• [AVAILABLE DATA]:

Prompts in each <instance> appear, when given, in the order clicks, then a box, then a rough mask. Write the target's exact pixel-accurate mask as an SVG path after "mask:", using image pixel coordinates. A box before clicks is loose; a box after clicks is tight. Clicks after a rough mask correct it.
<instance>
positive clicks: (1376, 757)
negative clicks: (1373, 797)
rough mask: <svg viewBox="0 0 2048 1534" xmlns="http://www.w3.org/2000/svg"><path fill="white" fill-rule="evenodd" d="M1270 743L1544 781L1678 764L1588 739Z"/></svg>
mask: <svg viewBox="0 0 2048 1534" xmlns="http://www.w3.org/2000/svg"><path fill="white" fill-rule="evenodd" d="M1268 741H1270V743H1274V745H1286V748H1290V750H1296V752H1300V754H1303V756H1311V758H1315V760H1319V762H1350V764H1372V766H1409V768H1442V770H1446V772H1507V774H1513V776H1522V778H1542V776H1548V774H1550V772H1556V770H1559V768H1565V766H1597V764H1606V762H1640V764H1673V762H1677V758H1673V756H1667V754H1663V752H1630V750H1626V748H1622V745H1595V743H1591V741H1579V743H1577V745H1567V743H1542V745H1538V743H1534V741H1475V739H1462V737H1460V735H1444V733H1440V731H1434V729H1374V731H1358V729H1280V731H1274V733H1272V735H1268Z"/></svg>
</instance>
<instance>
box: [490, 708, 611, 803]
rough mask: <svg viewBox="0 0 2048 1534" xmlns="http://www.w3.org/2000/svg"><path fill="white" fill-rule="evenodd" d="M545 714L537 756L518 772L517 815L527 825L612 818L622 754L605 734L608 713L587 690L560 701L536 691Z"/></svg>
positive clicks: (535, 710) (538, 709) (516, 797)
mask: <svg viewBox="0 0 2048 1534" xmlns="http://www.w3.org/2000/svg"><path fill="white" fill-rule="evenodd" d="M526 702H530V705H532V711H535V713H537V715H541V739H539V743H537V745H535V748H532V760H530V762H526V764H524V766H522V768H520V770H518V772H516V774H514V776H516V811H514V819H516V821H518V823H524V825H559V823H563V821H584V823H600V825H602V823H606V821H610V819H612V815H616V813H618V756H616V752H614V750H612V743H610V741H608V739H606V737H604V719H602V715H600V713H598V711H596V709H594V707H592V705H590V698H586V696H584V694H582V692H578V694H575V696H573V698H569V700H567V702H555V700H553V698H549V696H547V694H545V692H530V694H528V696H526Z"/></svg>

• [EXERCISE INSTRUCTIONS]: What are the lines, exactly as written above, from the line with "</instance>" to the line with "714L537 756L518 772L517", both included? Output only those.

• [RESPONSE]:
</instance>
<instance>
box: [490, 708, 611, 803]
rough mask: <svg viewBox="0 0 2048 1534" xmlns="http://www.w3.org/2000/svg"><path fill="white" fill-rule="evenodd" d="M545 714L537 756L518 772L517 815L527 825L612 818L622 754L605 734L608 713L587 690L560 701L536 691Z"/></svg>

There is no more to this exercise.